# Objective:
Using the entries below, quote exactly the span of lines that begins with the line containing "Task: indicate the silver" and ends with the final line.

-.-.-

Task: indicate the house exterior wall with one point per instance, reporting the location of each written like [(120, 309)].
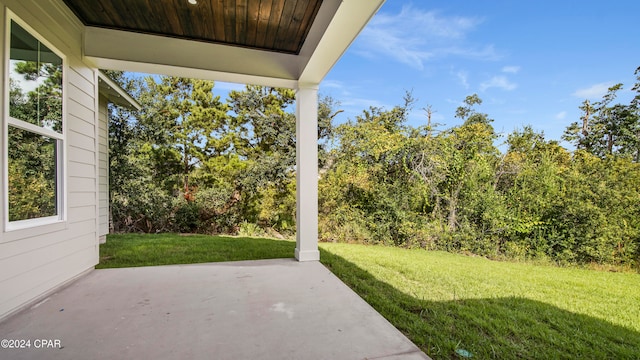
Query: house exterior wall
[(36, 260), (103, 169)]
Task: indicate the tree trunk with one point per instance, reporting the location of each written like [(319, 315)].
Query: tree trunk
[(453, 207)]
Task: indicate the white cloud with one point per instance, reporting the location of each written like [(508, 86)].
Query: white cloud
[(414, 36), (511, 69), (594, 91), (561, 115), (501, 82)]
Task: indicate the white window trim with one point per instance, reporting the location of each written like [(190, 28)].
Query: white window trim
[(61, 139)]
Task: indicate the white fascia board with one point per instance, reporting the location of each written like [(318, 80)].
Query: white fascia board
[(202, 74), (129, 51), (115, 93), (349, 20)]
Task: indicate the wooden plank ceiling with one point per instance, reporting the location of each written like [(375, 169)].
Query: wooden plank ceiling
[(273, 25)]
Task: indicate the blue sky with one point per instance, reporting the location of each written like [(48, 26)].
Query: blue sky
[(531, 62)]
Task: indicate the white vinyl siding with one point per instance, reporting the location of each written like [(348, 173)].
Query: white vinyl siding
[(34, 261), (103, 169)]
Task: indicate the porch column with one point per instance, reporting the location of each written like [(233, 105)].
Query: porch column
[(307, 173)]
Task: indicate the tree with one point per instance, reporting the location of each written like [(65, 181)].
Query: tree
[(607, 128)]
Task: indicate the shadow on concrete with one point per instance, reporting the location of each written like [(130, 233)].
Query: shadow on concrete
[(501, 328)]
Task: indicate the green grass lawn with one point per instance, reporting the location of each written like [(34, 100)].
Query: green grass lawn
[(130, 250), (445, 302)]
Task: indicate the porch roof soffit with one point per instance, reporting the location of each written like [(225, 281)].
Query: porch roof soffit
[(283, 43)]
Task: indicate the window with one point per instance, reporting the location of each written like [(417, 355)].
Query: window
[(34, 130)]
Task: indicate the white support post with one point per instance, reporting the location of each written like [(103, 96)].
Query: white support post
[(307, 173)]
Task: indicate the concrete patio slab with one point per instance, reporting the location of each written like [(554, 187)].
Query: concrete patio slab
[(267, 309)]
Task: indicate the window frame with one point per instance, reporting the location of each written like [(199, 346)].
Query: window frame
[(59, 138)]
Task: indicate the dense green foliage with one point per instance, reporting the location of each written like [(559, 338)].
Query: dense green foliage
[(190, 162)]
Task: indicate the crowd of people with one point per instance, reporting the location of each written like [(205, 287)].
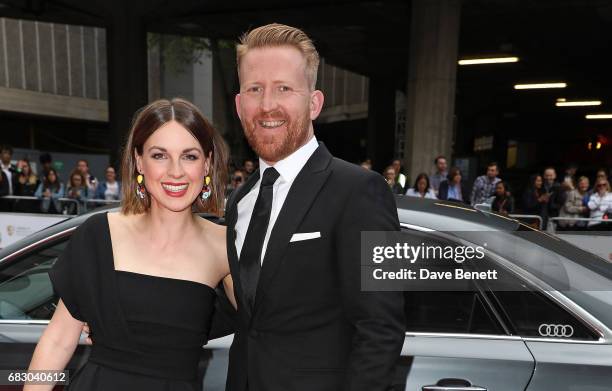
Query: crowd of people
[(49, 189), (545, 196), (572, 198)]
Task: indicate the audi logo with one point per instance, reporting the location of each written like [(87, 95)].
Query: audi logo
[(556, 330)]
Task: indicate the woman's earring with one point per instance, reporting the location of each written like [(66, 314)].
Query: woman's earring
[(141, 191), (206, 189)]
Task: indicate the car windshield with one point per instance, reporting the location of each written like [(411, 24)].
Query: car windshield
[(582, 276)]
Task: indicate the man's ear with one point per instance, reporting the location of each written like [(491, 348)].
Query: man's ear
[(237, 102), (316, 104)]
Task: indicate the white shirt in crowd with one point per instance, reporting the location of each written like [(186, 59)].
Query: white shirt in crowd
[(413, 193), (599, 206), (288, 168)]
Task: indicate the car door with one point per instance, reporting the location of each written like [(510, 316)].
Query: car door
[(570, 353), (457, 340), (27, 303)]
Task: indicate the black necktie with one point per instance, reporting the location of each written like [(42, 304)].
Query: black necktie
[(250, 255)]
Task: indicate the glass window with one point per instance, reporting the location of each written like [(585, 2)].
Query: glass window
[(462, 311), (449, 312), (532, 314), (25, 288)]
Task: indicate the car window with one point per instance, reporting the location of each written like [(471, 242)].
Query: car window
[(25, 288), (533, 314), (449, 312), (464, 311)]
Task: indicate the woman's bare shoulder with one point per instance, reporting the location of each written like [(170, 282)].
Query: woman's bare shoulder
[(214, 239)]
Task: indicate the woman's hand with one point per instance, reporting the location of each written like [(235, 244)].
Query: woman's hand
[(57, 344)]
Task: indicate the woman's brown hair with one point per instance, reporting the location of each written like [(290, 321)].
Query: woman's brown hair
[(152, 117), (77, 172)]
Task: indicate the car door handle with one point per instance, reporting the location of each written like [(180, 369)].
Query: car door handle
[(453, 385)]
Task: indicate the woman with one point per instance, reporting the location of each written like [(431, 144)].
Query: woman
[(503, 203), (575, 205), (421, 188), (50, 191), (390, 175), (453, 189), (535, 199), (143, 278), (600, 205), (26, 182), (78, 191), (110, 190), (25, 185)]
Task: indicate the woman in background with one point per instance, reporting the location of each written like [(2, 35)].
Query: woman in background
[(50, 191), (390, 176), (77, 190), (453, 188), (503, 203), (25, 185), (109, 190), (575, 205), (421, 188)]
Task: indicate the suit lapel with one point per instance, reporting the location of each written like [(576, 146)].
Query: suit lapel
[(231, 216), (302, 193)]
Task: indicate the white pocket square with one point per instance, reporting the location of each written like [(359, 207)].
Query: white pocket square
[(305, 236)]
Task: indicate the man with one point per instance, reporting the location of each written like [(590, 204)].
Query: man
[(92, 182), (9, 169), (440, 174), (399, 177), (556, 194), (293, 233), (484, 185)]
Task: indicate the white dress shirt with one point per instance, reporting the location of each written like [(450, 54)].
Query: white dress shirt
[(9, 176), (288, 168)]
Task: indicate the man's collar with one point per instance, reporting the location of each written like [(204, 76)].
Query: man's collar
[(290, 167)]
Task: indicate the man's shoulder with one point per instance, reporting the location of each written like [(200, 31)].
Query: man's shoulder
[(352, 170)]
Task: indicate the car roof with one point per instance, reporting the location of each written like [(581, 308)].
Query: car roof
[(66, 225), (412, 211), (449, 216)]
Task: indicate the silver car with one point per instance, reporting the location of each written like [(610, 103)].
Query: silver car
[(531, 337)]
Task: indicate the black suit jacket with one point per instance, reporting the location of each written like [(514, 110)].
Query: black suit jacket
[(312, 328)]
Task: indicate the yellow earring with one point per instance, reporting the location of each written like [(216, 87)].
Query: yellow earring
[(206, 192), (141, 191)]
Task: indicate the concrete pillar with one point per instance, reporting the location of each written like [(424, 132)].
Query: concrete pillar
[(381, 121), (434, 41), (127, 71)]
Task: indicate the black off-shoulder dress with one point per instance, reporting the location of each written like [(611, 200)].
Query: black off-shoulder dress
[(148, 331)]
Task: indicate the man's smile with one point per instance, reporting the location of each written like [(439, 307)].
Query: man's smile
[(271, 124)]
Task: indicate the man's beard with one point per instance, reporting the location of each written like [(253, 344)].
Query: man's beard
[(277, 147)]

-.-.-

# Answer to the task:
Task: indicate the silver car with one point per instance, reporting the location of each written like [(610, 103)].
Query: silver car
[(531, 337)]
Task: indicate the black suit jacket with one point per instance, reporting the location of each written like [(514, 110)].
Query: black suit jacket
[(312, 328)]
Task: indicate the yellow earring with one point per instance, reporting the location of each written like [(216, 87)].
Query: yellow earring
[(206, 192), (141, 191)]
Task: indicate the concrete pillar with one point per instance, reporting the location of each written like [(424, 132)].
Query: concrete pillar
[(381, 121), (434, 41), (127, 71)]
Task: indicate the black off-shoulder dress with one point per instance, reporting the location of each written like [(611, 200)].
Query: black off-shoulder dress
[(148, 331)]
Task: indicate the man's smile with one point per instance, reporting the location of each written like [(439, 307)].
Query: man's smile
[(271, 124)]
Task: indicate the man's beard with one point per instance, reporting the location of each written like [(253, 344)].
Query: man's beard
[(277, 147)]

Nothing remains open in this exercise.